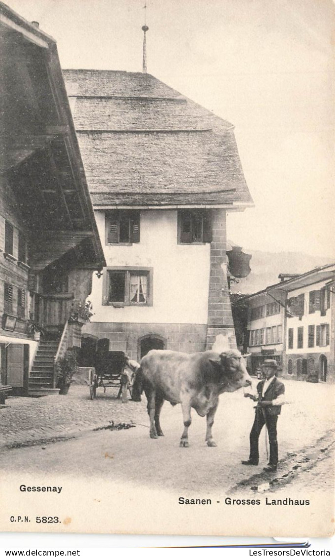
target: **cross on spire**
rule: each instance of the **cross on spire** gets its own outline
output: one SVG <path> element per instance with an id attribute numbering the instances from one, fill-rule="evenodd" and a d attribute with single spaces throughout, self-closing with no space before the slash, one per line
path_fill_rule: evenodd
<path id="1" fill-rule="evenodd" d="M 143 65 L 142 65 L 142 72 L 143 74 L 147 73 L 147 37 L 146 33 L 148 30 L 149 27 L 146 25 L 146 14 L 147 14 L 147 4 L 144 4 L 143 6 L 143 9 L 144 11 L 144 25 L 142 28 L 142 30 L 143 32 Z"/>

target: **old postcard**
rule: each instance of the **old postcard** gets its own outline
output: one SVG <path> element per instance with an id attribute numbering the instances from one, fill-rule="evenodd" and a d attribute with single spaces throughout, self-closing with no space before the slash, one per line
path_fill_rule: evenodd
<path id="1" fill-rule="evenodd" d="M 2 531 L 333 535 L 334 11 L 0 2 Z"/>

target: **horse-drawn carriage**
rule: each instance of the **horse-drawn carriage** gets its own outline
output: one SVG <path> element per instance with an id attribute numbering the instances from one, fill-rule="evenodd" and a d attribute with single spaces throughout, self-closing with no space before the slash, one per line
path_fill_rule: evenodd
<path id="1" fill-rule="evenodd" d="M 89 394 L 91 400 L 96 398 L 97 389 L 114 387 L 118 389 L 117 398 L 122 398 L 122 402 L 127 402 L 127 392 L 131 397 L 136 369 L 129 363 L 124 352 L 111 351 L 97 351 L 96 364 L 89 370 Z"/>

——

Rewrite all of the data above, changing "outline" to "contour" wherever it occurs and keeping everything else unchanged. Leave the pictures out of your answer.

The output >>
target: **cross on spire**
rule: each instance of the **cross on spire** gets its own contour
output: one SVG <path> element per instance with an id attribute numbering the instances from one, fill-rule="evenodd" and a d attribute with single spaces throughout, self-closing with no space before the slash, one per line
path_fill_rule: evenodd
<path id="1" fill-rule="evenodd" d="M 143 65 L 142 65 L 142 72 L 143 74 L 147 73 L 147 37 L 146 33 L 148 30 L 149 27 L 146 25 L 146 14 L 147 14 L 147 4 L 144 4 L 143 6 L 143 9 L 144 11 L 144 25 L 142 28 L 142 30 L 143 32 Z"/>

target: **old postcard**
rule: each instance of the **old postcard** gets its own contour
output: one SVG <path> element per instance with an id attribute numbering the instances from one, fill-rule="evenodd" and a d attribute with single spaces throughout, self-closing with no space before the slash, one per line
path_fill_rule: evenodd
<path id="1" fill-rule="evenodd" d="M 2 531 L 333 535 L 334 11 L 0 2 Z"/>

target: **horse-drawn carriage**
rule: each instance of the **horse-drawn carriage** gets its own contour
output: one SVG <path> element per instance with an id attribute numbering the instances from one, fill-rule="evenodd" and a d attribute with single spaces throughout, self-closing with no space before the slash, one per line
path_fill_rule: evenodd
<path id="1" fill-rule="evenodd" d="M 89 394 L 91 400 L 96 398 L 97 389 L 114 387 L 118 389 L 117 398 L 122 398 L 122 402 L 127 402 L 127 392 L 131 397 L 136 369 L 129 363 L 124 352 L 111 351 L 97 351 L 96 364 L 89 370 Z"/>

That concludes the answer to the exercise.